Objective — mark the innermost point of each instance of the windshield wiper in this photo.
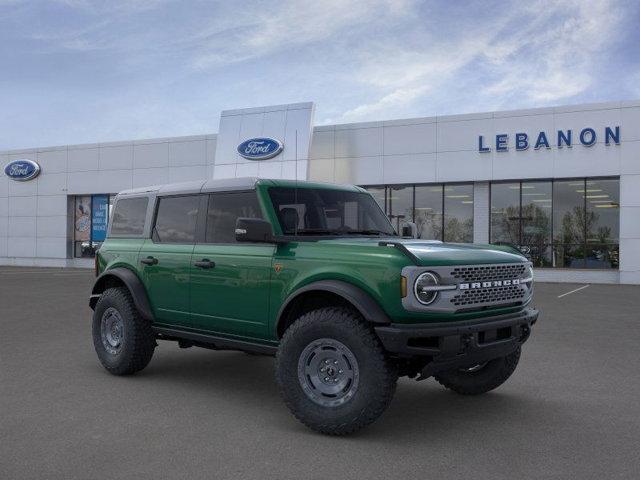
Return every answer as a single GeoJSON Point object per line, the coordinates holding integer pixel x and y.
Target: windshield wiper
{"type": "Point", "coordinates": [368, 232]}
{"type": "Point", "coordinates": [314, 231]}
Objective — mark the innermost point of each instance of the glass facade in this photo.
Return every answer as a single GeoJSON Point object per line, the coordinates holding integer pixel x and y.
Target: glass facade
{"type": "Point", "coordinates": [561, 223]}
{"type": "Point", "coordinates": [440, 211]}
{"type": "Point", "coordinates": [91, 217]}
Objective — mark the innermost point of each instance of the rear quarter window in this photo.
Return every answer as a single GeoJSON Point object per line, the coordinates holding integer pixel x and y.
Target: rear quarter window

________

Written problem: Please convert the lines from the one containing "facade in this photo." through the last line above into a numbered list, omitting any blank lines.

Written solution:
1. Objective — mark the innermost point of each instance of the glass facade in this photo.
2. Return every answer as a single GeoJSON Point object per line, the coordinates holding integer pixel x and y.
3. Target: glass facade
4. {"type": "Point", "coordinates": [561, 223]}
5. {"type": "Point", "coordinates": [440, 211]}
6. {"type": "Point", "coordinates": [91, 217]}
7. Objective — mark the innermost point of each instance of the rear quarter window in this photo.
8. Return every answer as a single GeoJSON Point object per line, the coordinates holding integer pixel x and y.
9. Target: rear quarter window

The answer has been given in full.